Short exercise: Pull out every one of the entries below and reproduce each line verbatim.

Raw records:

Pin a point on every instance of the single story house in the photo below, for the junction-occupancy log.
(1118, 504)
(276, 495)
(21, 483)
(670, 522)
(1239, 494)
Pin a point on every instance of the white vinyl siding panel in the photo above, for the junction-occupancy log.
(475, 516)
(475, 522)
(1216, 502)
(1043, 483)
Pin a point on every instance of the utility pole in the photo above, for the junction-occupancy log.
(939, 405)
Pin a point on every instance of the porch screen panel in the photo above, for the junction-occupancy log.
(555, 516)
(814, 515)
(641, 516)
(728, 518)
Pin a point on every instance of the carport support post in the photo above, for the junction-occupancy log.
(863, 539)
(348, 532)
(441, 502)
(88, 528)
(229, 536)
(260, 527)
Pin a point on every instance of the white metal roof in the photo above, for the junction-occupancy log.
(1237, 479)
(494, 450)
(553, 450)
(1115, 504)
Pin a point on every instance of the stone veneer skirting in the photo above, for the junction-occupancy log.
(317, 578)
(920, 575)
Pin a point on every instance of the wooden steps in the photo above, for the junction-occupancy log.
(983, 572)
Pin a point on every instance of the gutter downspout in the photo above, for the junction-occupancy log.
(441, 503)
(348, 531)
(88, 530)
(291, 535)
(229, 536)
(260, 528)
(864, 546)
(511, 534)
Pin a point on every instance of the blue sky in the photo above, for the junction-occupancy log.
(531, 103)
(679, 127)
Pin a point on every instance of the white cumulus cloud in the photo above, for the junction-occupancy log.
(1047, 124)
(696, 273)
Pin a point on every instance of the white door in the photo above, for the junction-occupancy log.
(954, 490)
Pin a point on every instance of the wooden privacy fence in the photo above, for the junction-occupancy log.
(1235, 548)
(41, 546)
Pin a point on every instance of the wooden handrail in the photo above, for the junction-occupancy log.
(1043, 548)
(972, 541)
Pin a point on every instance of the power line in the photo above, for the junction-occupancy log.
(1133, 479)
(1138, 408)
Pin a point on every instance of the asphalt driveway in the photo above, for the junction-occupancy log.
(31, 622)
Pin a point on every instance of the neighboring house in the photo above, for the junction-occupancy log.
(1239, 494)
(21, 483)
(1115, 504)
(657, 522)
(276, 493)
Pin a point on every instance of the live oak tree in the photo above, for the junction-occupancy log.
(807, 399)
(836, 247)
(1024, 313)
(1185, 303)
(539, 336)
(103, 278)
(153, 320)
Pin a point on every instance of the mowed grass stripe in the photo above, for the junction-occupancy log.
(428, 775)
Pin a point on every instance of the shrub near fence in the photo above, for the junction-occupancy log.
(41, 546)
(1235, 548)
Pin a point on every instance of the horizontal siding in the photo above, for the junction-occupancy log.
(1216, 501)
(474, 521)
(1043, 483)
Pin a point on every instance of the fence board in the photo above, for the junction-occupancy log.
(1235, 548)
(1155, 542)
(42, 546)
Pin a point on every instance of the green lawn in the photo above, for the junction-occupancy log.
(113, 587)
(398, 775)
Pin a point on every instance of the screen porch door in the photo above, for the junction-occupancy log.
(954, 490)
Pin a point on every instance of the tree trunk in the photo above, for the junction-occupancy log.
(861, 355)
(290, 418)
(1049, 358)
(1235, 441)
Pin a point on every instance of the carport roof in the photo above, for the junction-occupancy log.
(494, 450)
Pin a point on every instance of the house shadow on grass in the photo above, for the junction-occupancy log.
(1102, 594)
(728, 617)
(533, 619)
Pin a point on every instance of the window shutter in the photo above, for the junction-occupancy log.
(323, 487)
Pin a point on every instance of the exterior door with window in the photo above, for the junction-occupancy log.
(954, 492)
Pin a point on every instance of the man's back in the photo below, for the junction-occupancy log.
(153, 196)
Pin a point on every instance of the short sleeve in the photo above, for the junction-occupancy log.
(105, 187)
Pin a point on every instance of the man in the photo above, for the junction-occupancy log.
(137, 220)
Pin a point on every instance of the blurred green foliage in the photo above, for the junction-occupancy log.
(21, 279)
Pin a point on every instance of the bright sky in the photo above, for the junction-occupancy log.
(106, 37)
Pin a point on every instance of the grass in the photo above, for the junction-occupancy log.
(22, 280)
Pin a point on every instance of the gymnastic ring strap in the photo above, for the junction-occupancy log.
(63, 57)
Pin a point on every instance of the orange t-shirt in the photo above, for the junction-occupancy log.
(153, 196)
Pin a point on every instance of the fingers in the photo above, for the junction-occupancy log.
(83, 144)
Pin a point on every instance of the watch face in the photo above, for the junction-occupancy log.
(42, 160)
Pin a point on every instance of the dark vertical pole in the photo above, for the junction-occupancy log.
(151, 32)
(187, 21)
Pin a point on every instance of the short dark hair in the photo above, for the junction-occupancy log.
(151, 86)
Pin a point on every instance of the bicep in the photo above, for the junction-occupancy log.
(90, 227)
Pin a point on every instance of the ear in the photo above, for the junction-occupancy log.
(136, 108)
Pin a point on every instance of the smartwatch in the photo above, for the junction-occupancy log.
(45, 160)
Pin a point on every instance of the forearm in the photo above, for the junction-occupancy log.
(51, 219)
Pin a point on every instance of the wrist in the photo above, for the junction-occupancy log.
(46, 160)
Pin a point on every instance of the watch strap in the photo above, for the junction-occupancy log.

Full output:
Pin a point on every instance of the single story house in the photo below, for the junction-occupancy log.
(1118, 504)
(276, 495)
(21, 483)
(670, 522)
(1239, 494)
Pin a point on every instance of the white vinyl siding panel in the photo above, for the junction-occupancy log.
(475, 516)
(475, 522)
(1216, 502)
(1043, 483)
Pin a point on every instance of the utility pole in the photo above, for the junction-occupancy log.
(939, 405)
Pin a point on every instance of the porch screen panel in the photo above, for the junction-occupancy log.
(555, 516)
(814, 515)
(641, 516)
(728, 518)
Pin a point on every instance of the carport support post in the photo above, for the junction-occupancy log.
(863, 539)
(348, 532)
(441, 502)
(88, 528)
(229, 536)
(260, 527)
Pin a point on every instance of the white metal roof in the photo above, for the junction-occupancy log.
(1237, 479)
(494, 450)
(553, 450)
(1115, 504)
Pin a point on every instance of the stone veneer skirting in the photo above, for the junction-occupancy log.
(317, 578)
(920, 575)
Pin a point on every instance of the wooden steps in the photo above, for the junction-occupancy log.
(983, 572)
Pin a point on every instance of the gutter downspout in the photo above, for the junction-occupancy log.
(441, 503)
(348, 531)
(88, 530)
(291, 535)
(229, 536)
(260, 528)
(864, 546)
(511, 534)
Pin a point on every instance of the blue sky in the photo above, for the junction-occupancy log.
(531, 103)
(679, 127)
Pin a point on every instance of the white cumulus cloud in the photo above, for the junction-occupancy log.
(1047, 124)
(696, 273)
Pin a point on every instance of the white door in the photo above, for the junction-occupancy log.
(954, 490)
Pin a point on every instance of the wooden privacy fence in the photo above, for the junction-occupancy log.
(1235, 548)
(41, 546)
Pin a point on every instance of the wooden handrail in the photo above, for the junction-occupancy log.
(1043, 548)
(972, 541)
Pin a point on every instance of the power line in the photo above, for the junction-occupancy log.
(1133, 479)
(1138, 408)
Pin a point on every instance of the asphalt driveway in the photo above, for the junction-occupancy log.
(31, 622)
Pin a point on every instance of the neighboring house in the photo above, for the junction-occupancy log.
(1239, 494)
(21, 483)
(1115, 504)
(657, 522)
(276, 493)
Pin a point on every instance of the live oak tree in the photo above, for the junction-occupancy log.
(807, 399)
(836, 247)
(1024, 313)
(1185, 303)
(539, 336)
(103, 278)
(153, 320)
Pin a point on every instance of the mowed grass stripe in the photo above, for the junction-occupancy log.
(428, 775)
Pin a point on every instance of the shrub near fence in the photo above, for the junction-occupancy log.
(41, 546)
(1235, 548)
Pin a point on every instance of the horizontal siding in the photo above, for the junction-occupancy log.
(1216, 501)
(474, 521)
(1043, 483)
Pin a point on every instance of the fence board in the photo above, for the junction-occupancy log.
(1235, 548)
(1155, 542)
(42, 546)
Pin a point on every instance of the green lawn in the photo above, for the junction-occupancy log.
(113, 587)
(398, 775)
Pin a point on every instance of the screen porch door in the photo above, for the junction-occupancy log.
(954, 490)
Pin a point on every instance of the tree trunk in the photo above, for the junction-occupancy log.
(861, 355)
(290, 418)
(1049, 358)
(1235, 441)
Pin a point on every instance of the carport roof in the photo above, for the junction-occupancy log.
(494, 450)
Pin a point on every instance of the house shadow on grass in the photo above, for the junction-occupancy log.
(1102, 594)
(728, 617)
(533, 619)
Pin a point on every instance of the window shutter in the photo above, for the junction-occupancy log.
(323, 487)
Pin a point on every instance of the exterior door with window in the photo above, for the junction-occupancy log.
(954, 492)
Pin a point on every instance of the man's back in the photo below, for the junction-occupancy log.
(153, 196)
Pin a point on every instance of the short sleeve in the photo above, for the junction-occupancy log.
(105, 187)
Pin a point on every instance of the man in the photo above, for the junction-occupancy log.
(137, 220)
Pin a point on every instance of the blurred green foliage in the photo above, for the junction-occupancy log.
(21, 279)
Pin a point on every instance of the bright sky in the photo above, for the junction-occupancy log.
(106, 37)
Pin a point on every instance of the grass in the photo above, for the junction-occupancy log.
(22, 280)
Pin a point on every instance of the gymnastic ring strap in the photo above, for the junction-occupancy log.
(63, 57)
Pin a point on every instance of the orange t-shirt in the photo above, for the junction-occupancy log.
(153, 196)
Pin a point on every instance of the fingers in the photo above, for the junction-occupancy log.
(83, 144)
Pin a point on every instance of the watch face in the photo above, for the junction-occupancy log.
(42, 160)
Pin a point on every instance of the dark vertical pole in the photo above, for the junction-occupancy log.
(151, 32)
(187, 21)
Pin a point on every instance of the short dark hair in the photo above, for the junction-occupancy log.
(151, 86)
Pin a point on every instance of the bicep in the photo above, for the junction-occupancy log.
(90, 227)
Pin a point on every instance of the ear in the photo above, for the junction-occupancy log.
(136, 108)
Pin a point on every instance of the smartwatch in the photo above, for the junction-occupancy log.
(45, 160)
Pin a point on every instance of the forearm in the photo above, for the junction-occupancy log.
(51, 219)
Pin a point on every instance of the wrist in the photo above, for the junction-occupancy log.
(46, 160)
Pin a point on every instance of the watch strap in the photo above, for the junction-occupancy log.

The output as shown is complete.